_Task brief:_
From the line containing "Target: white background" down to the line containing "Target: pierogi dumpling" in the records below, reproduce every line exactly, ends included, and omit all others.

Records from a data source:
== Segment start ==

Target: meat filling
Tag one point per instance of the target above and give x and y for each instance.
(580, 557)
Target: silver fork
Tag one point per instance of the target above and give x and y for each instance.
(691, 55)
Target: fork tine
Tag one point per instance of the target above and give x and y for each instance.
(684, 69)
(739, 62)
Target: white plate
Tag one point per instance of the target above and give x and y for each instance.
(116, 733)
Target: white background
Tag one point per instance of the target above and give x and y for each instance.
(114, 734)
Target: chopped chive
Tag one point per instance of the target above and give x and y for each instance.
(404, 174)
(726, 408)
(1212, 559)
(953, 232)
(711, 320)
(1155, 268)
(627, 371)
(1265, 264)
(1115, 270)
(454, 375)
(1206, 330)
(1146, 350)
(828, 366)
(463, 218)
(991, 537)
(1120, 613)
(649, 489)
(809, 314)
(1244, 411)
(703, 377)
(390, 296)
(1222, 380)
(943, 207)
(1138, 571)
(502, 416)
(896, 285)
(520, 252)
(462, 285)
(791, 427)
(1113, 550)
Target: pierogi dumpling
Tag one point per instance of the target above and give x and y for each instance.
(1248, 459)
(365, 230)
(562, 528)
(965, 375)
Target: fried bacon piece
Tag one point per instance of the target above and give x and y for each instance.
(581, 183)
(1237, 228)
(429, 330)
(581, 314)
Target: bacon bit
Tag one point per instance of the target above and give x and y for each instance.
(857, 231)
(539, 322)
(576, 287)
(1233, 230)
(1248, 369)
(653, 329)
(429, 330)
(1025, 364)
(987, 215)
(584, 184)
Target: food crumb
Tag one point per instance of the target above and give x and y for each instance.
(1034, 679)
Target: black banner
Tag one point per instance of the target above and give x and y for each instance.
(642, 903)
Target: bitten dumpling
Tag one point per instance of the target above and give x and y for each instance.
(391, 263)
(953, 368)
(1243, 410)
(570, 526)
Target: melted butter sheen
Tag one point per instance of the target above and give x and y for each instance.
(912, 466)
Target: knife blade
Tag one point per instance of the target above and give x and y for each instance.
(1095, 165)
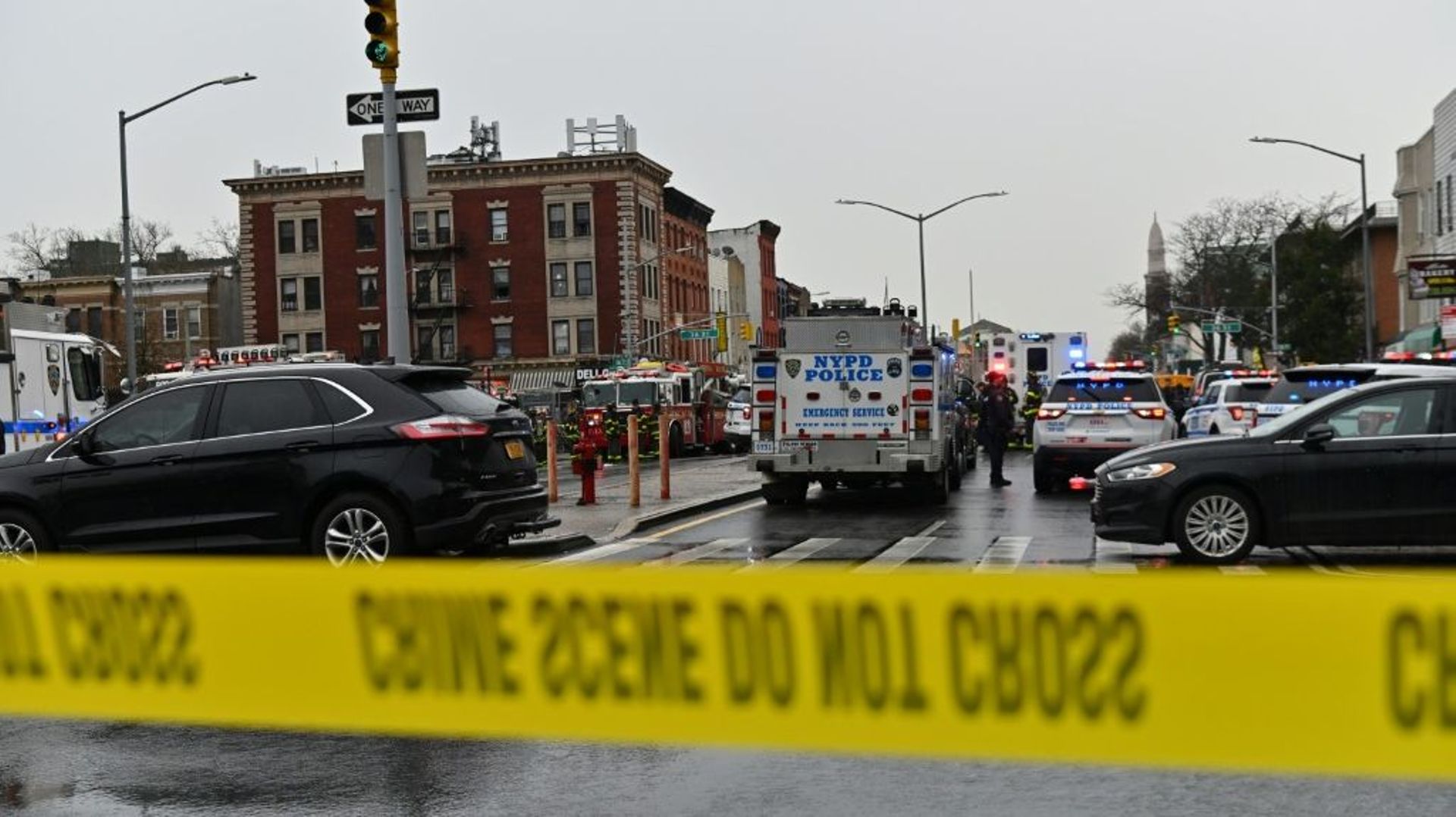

== Segment end ==

_Response area:_
Target: white background
Tag one point per instance of the target above and give x and y for each instance.
(114, 734)
Target: chopped chive
Tag one point per instance of the target above and give x and y for each instance.
(404, 174)
(726, 408)
(1212, 559)
(953, 232)
(711, 320)
(1155, 268)
(627, 371)
(1265, 264)
(1115, 270)
(454, 375)
(1206, 330)
(1146, 350)
(828, 366)
(463, 218)
(991, 537)
(1120, 613)
(649, 489)
(809, 314)
(1244, 411)
(703, 377)
(390, 296)
(1222, 380)
(943, 207)
(1138, 571)
(502, 416)
(896, 285)
(520, 252)
(462, 285)
(791, 427)
(1113, 550)
Target: pierogi dumpling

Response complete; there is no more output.